Task details: State how many lines of the data below contain the string "pink", treating uppercase and lowercase letters as distinct. Reply with the number alone.

((

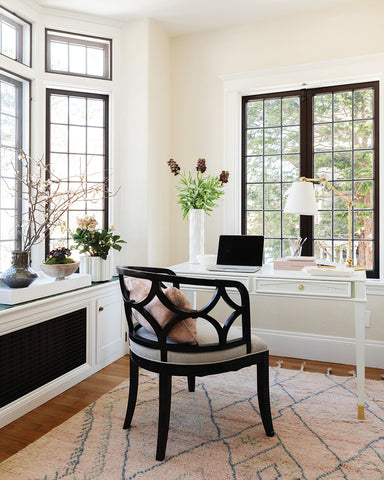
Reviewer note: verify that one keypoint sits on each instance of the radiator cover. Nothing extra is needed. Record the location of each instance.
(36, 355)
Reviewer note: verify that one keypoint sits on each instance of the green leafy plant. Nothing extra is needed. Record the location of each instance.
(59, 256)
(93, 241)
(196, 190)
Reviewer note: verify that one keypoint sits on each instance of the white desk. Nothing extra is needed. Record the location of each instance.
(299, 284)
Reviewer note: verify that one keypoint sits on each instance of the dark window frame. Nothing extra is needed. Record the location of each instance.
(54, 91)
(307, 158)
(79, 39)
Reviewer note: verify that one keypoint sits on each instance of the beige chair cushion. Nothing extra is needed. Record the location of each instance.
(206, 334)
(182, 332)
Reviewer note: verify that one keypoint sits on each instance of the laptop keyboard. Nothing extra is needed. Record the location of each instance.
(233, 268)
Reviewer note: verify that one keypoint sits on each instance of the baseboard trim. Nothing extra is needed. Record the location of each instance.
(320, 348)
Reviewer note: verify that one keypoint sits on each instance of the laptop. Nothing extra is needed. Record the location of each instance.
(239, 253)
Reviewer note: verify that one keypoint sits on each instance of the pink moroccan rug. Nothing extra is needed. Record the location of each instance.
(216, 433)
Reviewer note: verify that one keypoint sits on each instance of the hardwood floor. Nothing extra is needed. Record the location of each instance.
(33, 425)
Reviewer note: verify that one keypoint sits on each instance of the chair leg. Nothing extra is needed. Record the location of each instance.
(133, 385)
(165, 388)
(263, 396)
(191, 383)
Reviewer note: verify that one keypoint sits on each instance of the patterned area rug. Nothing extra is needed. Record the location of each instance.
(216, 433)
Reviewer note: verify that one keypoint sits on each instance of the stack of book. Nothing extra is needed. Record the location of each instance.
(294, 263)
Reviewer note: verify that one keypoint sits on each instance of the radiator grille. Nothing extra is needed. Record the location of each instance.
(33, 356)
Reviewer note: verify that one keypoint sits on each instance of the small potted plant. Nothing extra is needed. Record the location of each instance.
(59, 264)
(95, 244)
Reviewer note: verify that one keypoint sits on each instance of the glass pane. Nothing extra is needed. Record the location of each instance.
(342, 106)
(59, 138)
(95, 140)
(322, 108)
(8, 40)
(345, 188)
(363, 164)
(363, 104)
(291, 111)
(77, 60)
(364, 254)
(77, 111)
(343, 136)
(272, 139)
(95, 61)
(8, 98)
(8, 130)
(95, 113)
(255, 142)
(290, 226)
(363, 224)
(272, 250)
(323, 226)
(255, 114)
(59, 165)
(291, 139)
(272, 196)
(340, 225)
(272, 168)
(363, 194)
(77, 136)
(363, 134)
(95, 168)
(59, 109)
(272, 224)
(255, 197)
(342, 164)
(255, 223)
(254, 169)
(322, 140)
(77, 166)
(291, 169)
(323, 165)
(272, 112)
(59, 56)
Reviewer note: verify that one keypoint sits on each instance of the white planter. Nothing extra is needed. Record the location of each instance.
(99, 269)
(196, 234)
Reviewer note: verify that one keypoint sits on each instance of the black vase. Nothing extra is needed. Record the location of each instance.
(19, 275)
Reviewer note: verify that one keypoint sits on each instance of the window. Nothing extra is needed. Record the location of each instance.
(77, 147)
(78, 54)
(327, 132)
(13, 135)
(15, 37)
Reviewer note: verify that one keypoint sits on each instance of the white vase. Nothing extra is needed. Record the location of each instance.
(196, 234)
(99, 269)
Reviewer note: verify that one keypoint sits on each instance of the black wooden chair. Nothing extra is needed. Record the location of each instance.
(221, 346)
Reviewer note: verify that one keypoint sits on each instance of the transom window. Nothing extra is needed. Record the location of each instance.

))
((

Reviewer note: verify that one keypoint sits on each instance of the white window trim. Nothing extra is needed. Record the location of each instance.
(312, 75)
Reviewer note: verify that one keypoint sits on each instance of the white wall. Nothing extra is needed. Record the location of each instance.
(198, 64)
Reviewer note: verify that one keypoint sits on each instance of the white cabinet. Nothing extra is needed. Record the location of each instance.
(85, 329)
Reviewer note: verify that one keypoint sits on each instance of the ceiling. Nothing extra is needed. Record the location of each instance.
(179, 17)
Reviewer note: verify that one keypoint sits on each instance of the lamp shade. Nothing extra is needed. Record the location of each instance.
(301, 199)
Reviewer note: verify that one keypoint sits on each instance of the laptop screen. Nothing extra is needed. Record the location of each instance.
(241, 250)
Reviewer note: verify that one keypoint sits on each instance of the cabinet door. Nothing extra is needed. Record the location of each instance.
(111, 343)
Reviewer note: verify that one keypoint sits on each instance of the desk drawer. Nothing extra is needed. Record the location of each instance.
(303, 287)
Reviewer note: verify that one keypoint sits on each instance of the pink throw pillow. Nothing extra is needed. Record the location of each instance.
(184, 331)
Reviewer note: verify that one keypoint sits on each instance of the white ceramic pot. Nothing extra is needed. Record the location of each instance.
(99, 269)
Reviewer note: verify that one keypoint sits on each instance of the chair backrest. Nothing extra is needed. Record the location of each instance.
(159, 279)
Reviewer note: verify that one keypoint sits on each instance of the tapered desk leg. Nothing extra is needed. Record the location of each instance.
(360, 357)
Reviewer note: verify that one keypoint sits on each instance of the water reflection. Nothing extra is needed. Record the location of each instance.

))

Full answer: 2